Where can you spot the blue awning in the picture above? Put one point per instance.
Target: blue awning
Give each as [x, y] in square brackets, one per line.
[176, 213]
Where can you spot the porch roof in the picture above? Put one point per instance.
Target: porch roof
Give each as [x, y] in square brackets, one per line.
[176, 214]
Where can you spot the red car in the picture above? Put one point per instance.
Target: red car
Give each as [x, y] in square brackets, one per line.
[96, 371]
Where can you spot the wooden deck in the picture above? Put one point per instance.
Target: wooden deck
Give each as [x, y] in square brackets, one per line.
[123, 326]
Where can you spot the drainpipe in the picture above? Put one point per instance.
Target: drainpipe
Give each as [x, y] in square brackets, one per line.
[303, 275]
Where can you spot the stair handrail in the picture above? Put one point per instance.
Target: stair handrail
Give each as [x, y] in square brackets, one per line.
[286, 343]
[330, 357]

■ Exercise:
Convert the records above into a two-column CSV with the header text,answer and one row per record, covering all of them. Put each record's text and its answer in a single quoted field, with line breaks replaced by spaces.

■ Exercise result:
text,answer
"Where can you spot the blue awning in the picture above? Put one point per instance. Target: blue awning Give each as [x, y] in square brackets, one per line.","[176, 213]"
"Where can you spot the porch roof in the picture above? Put one point per instance. Target: porch roof Give each as [x, y] in square brackets, one per line.","[176, 214]"
"Where can you spot the red car in the picture above? Put one point per instance. Target: red car Give each as [x, y] in square brackets, one per line.","[96, 371]"
"Where can you spot the wooden deck in the picture above? Put one point per instance. Target: wooden deck Give each as [x, y] in square brackets, one per line.","[123, 326]"
"Where can you spot the drainpipe in the picture above? Put one point per instance. Target: drainpipe Give each as [x, y] in square brackets, one per line.","[303, 275]"
"Where can you spot the stair handrail in the picture above? Put one point per instance. Target: stair handrail Give each as [x, y] in square brackets, one per line.","[286, 343] [330, 357]"